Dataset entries
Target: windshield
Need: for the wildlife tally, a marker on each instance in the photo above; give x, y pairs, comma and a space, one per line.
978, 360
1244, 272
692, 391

**THE TASK:** Extract each entry in full and write it down exactly.

**SOLUTION FOR THIS EXERCISE:**
Target: windshield
Need: for the wildlife tally, a marker on each instance in the photo above; give x, y pairs, comma and a space, one per line.
978, 360
1244, 272
692, 391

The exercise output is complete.